● What the task requires: Please print the records below exactly as they are.
Start of Data shown
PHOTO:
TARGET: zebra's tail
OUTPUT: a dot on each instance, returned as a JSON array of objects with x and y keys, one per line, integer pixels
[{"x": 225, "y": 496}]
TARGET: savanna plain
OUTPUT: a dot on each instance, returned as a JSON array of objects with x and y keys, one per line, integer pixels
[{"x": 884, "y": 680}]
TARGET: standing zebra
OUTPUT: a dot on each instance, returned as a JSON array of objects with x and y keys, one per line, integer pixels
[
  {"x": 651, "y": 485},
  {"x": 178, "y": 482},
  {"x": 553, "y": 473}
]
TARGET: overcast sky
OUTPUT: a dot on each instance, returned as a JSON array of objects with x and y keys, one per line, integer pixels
End of Data shown
● Task response:
PHOTO:
TARGET: zebra's tail
OUTPUT: a dot on each instance, returned as a JSON array of objects with x and y keys, one per line, integer pixels
[{"x": 225, "y": 496}]
TARGET: savanna plain
OUTPUT: a dot on each instance, returned as a JSON array of objects with x and y keys, one per line, integer pixels
[{"x": 884, "y": 680}]
TARGET: standing zebra
OUTPUT: a dot on each instance, returned as a JSON array of objects with x and y keys, one per line, integer pixels
[
  {"x": 651, "y": 485},
  {"x": 178, "y": 482},
  {"x": 553, "y": 473}
]
TARGET: overcast sky
OUTPUT: a dot on each instance, returned as a JSON array of objects with x and y keys, one per line, integer pixels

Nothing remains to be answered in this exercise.